Gold, a stand-up comic who won two Emmy Awards for writing and producing “The Rosie O’Donnell Show,” is familiar to TV audiences for her appearances on “All American Girl” and her starring role on HBO’s “At the Multiplex.” She is seen regularly on “The View,” “The Joy Behar Show” and other programs.

Her most recent theatrical venture was another one-woman show written with Ryan — “25 Questions for a Jewish Mother” — based on interviews with more than four dozen Jewish women. After winning a Drama Desk Award in 2006, “25 Questions” toured all over the country and was later published as a book. “The Judy Show” had its premiere in January 2010 at Theater J in Washington D.C., and was then presented last summer at the Williamstown Theater Festival.

Growing up in northern New Jersey in the 1970s, Gold was drawn to sitcoms like “The Brady Bunch,” “Good Times,” “The Jeffersons” and “One Day at a Time” because the world depicted in them, she told The Jewish Week, “couldn’t have been further from my reality.” On such shows, “the siblings got along well, the kids had weird things and the parents were really young and wore hip clothing.” Gold and her friends “dressed like the characters, wore shirts with their faces on them. They were real to us. That’s what I thought life was like outside of my home.”

=======

**Direction 1:** Find every row that contains the word "window" and copy each one out.

**Data section:**
=======

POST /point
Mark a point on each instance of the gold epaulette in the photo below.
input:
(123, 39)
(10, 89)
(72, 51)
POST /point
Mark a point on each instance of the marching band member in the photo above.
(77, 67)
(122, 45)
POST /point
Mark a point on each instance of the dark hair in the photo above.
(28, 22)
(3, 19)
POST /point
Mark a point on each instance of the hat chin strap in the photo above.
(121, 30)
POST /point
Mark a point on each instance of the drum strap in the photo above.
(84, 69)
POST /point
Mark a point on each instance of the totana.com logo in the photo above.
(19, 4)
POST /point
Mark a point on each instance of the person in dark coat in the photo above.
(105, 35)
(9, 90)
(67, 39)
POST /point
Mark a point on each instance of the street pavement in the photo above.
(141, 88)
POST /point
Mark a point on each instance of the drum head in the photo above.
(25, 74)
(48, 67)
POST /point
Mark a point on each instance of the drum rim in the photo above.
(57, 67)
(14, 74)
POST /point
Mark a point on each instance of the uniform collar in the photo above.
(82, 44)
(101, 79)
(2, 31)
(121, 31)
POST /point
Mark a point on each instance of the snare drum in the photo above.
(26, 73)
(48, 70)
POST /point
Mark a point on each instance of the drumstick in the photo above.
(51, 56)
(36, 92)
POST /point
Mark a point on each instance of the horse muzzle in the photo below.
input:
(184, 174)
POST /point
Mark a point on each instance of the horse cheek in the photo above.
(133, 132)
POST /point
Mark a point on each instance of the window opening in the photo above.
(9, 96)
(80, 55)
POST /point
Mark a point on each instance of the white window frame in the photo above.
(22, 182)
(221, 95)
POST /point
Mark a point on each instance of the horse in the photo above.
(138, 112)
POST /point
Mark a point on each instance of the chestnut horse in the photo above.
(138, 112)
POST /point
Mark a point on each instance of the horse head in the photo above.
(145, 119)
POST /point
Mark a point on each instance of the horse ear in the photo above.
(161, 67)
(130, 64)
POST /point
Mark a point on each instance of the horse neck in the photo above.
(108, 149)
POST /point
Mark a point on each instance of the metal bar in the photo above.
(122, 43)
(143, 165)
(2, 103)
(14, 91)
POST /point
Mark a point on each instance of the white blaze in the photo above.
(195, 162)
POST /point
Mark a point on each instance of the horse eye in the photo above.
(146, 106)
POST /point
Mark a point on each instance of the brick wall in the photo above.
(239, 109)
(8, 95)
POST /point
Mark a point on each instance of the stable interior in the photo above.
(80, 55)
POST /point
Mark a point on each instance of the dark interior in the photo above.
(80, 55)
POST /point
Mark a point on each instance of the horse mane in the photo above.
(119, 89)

=======

**Direction 2:** In the passage about Gold, which sitcoms is she said to have been drawn to while growing up in northern New Jersey?

**Written response 1:**
Mark a point on each instance of the window opening in the photo above.
Mark a point on each instance of the white window frame in the photo above.

**Written response 2:**
- "The Brady Bunch"
- "Good Times"
- "The Jeffersons"
- "One Day at a Time"